* **Provided passage**
-=-=-=-=-

Affiliated Publications

The American Society for Cybernetics maintains affiliations with publishers and academic journals in the area of cybernetics and systems, including the following:

Kybernetes

Kybernetes is the official journal of the UNESCO recognized, World Organisation of Systems and Cybernetics (WOSC) and The Cybernetics Society. The ASC has a long-standing relationship with Kybernetes, and several recent ASC conference proceedings have been published as dedicated Kybernetes double-issues. The journal is an important forum for the exchange of knowledge and information in cybernetics and systems thinking. The journal addresses major areas of concern and debate whilst highlighting future developments. The challenging and comprehensive nature of systems and cybernetics is reflected in the published articles which involve not only theoretical and methodological-oriented studies but also in-depth discussions of their related appliances and implementations. One of the primary objectives of the journal is to weed out pseudocybernetic claims and to base cybernetics on sound scientific foundations. The journal is concerned with the interdisciplinary study of cybernetics and systems in the widest sense.

Constructivist Foundations

Constructivist Foundations (CF) is an international peer-reviewed academic e-journal listed in the AHCI. It is dedicated to constructivist issues raised by philosophy as well as the natural, human, and applied sciences. The journal publishes original scholarly work in all areas of constructivist approaches, especially radical constructivism, enaction and enactive cognitive science, second order cybernetics, biology of cognition and the theory of autopoietic systems, non-dualizing philosophy, neurophenomenology and first-person research, among others. Numerous ASC members are actively engaged with this journal, as authors, reviewers, and as readers.

-=-=-=-=-

According to the affiliated publications page, how have several recent ASC conference proceedings been published?

-=-=-=-=-

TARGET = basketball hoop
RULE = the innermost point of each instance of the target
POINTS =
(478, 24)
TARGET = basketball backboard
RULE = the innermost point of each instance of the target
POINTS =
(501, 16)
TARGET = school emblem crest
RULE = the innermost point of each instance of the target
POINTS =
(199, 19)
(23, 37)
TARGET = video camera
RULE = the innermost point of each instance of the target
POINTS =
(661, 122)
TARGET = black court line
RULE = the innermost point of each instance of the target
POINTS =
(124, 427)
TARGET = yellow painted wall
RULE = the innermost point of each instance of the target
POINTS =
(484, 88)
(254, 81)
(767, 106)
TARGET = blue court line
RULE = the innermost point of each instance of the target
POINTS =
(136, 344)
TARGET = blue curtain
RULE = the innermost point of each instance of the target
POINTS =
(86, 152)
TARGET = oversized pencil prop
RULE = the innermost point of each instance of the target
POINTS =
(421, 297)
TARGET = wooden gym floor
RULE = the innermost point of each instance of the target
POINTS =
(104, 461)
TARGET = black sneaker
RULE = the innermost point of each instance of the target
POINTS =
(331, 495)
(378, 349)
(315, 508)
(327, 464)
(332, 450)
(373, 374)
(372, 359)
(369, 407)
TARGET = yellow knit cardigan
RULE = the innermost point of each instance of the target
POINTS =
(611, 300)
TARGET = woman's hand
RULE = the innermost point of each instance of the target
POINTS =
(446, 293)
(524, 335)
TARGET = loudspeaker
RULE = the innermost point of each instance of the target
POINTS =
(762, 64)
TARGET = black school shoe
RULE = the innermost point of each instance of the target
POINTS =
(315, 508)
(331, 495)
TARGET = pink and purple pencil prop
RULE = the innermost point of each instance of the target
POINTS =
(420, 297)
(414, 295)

-=-=-=-=-

* **Exercise output**
They have been published as dedicated Kybernetes double-issues.